--- start DOCUMENT SEGMENT ---

The thick mist hung in the air reducing visibility to a few yards. The fog obscured the landscape making my morning drive to work anything but usual. In fact, as I drove down the interstate I had to take a second and make sure that I was in fact in the right place. Because the fog changed the view of my surroundings, I couldn’t see my normal points of reference. The path was the same one that I travel every work day, and yet, the inclement weather made it seem different. My perception of what I should be seeing and what I could see were not one in the same; I didn’t know whether or not the road I was traveling was the right one.

I think the same thing that happened on my morning commute happens in life. Clouds settle around us and we don’t know whether the path we are walking is the right one. We can’t see up ahead and our normal vantage is obscured. Our points of reference – the good feelings that we get when we know we are walking in God’s plan – are nowhere to be found. We don’t remember changing directions and yet the road appears unfamiliar. Our guideposts are hidden from view.

This morning, I wasn’t sure I was on the right freeway until I saw the exit signs along the road. They were counting down in the same order that they do every morning. Even though the path felt different, the familiar points of exit told me that it was the right one. In life its the same way. God’s commandments are our road signs. And even when it feels unfamiliar, when we follow them, we can be confident that we are heading the right way.

--- end DOCUMENT SEGMENT ---

__REQUIRED WORK__:
Print the passage about driving through fog word for word, from "The thick mist" up to and including "traveling was the right one.".

--- start RECORD SET ---

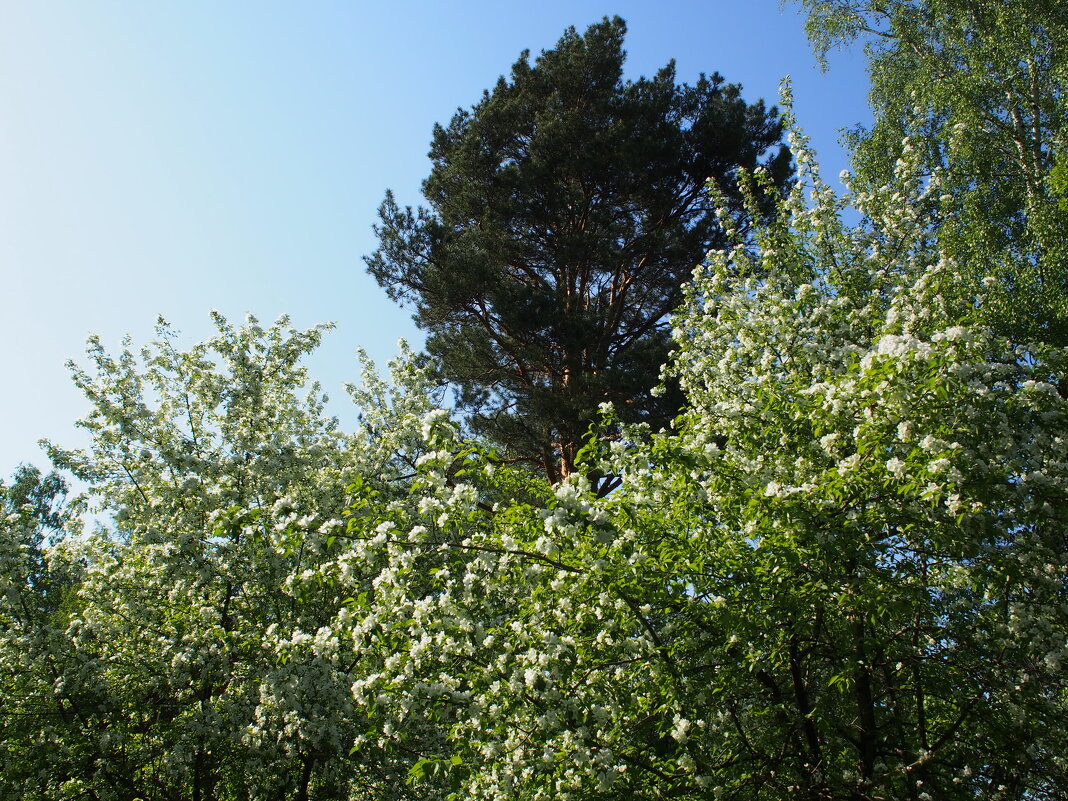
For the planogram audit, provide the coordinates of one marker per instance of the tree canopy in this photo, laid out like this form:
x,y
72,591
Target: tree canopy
x,y
978,89
842,575
566,209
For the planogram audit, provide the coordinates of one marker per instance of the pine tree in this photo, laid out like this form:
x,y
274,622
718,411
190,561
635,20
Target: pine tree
x,y
566,209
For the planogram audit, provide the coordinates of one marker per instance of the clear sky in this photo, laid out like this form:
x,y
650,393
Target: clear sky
x,y
172,158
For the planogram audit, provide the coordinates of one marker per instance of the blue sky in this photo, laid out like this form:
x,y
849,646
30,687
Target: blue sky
x,y
173,158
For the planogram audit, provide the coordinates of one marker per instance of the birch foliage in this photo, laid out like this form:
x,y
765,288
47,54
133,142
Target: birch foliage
x,y
842,576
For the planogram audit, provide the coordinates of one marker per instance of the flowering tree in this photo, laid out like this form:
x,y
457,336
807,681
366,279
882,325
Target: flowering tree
x,y
845,575
192,658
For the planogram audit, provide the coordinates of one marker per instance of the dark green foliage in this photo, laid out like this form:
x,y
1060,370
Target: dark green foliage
x,y
978,88
565,210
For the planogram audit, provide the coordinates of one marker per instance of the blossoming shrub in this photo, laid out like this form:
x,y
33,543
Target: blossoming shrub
x,y
843,576
193,657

--- end RECORD SET ---

__TASK OUTPUT__:
The thick mist hung in the air reducing visibility to a few yards. The fog obscured the landscape making my morning drive to work anything but usual. In fact, as I drove down the interstate I had to take a second and make sure that I was in fact in the right place. Because the fog changed the view of my surroundings, I couldn’t see my normal points of reference. The path was the same one that I travel every work day, and yet, the inclement weather made it seem different. My perception of what I should be seeing and what I could see were not one in the same; I didn’t know whether or not the road I was traveling was the right one.